- **Text**
##############################

Populism of the kind displayed by the Yellow Vests is a revolt against social and ecological alienation and an affirmation of collective popular power.
Since the gilets jaunes (‘Yellow Vests’) erupted onto the French national stage on the 17th of November, erecting blockades and occupying roundabouts ostensibly to protest President Emanuel Macron’s new tax on fuel, the movement has evoked fears of a popular, even fascist, mob. The Yellow Vests, however, express what I call headless populism. This is not to say that, at least at the level of its internal micro-politics, the movement lacks leaders. As anyone involved in horizontal organizing will know, leadership is situational, fluid, lacks command authority, and is designated on the particular competencies of the persons at hand and the situation being confronted.
By headless populism I mean to emphasize the movement’s decentralized, horizontal, and extra-parliamentary methodology of unarmed insurrection. I also use this phrase precisely to invoke an image of a body without its head as a détournement of the classic image of the Hobbesian sovereign, a head resting on a composite body constituted by mass bodies of subjects. Of course, the headless body is also horrific, evoking bourgeois fears of a rampaging monstrous mass (and the guillotine). This symbolism of separation and dismemberment speaks finally to a reality of alienation.
I argue that alienation is a useful analytical and explanatory category through which to assess both headless and authoritarian populism, and to discern more general features of the terrain of the current political conjuncture. Indeed, alienation pervades the web of relations between the state, capital, society, and nature.
The latter category of nature is particularly relevant in general and to the specific contexts of the revolt of the Yellow Vests, as political ecologies of unarmed insurrection in the current moment must account for ecological alienation. The Yellow Vests, far from rejecting ecological concerns, have embraced them but on terms that depart from those of elite environmentalisms and reflect lived experience in which forms of social and ecological alienation intersect.

##############################

- **Material**
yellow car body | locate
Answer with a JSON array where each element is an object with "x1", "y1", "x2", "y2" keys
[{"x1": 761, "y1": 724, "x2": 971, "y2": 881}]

##############################

- **Instruction 1**
Summarize the Yellow Vests essay in two sentences.
- **Instruction 2**
Answer these questions from the Yellow Vests essay:
(a) On what date did the movement erupt onto the French national stage?
(b) On what is leadership in horizontal organizing designated?
(c) Alienation pervades the web of relations between which four things?
- **Instruction 3**
Reproduce word for word the part of the Yellow Vests essay that opens with the words containing "I argue that" and closes with "society, and nature.".

- **Answer 1**
The Yellow Vests, who began erecting blockades on November 17 ostensibly to protest Macron's new fuel tax, express what the essay calls headless populism: a decentralized, horizontal, extra-parliamentary method of unarmed insurrection whose image of a headless body speaks to a reality of alienation. Alienation is offered as a category for assessing both headless and authoritarian populism, and the movement is said to embrace ecological concerns on terms that depart from those of elite environmentalisms.

- **Answer 2**
(a) The 17th of November.
(b) On the particular competencies of the persons at hand and the situation being confronted.
(c) The state, capital, society, and nature.

- **Answer 3**
I argue that alienation is a useful analytical and explanatory category through which to assess both headless and authoritarian populism, and to discern more general features of the terrain of the current political conjuncture. Indeed, alienation pervades the web of relations between the state, capital, society, and nature.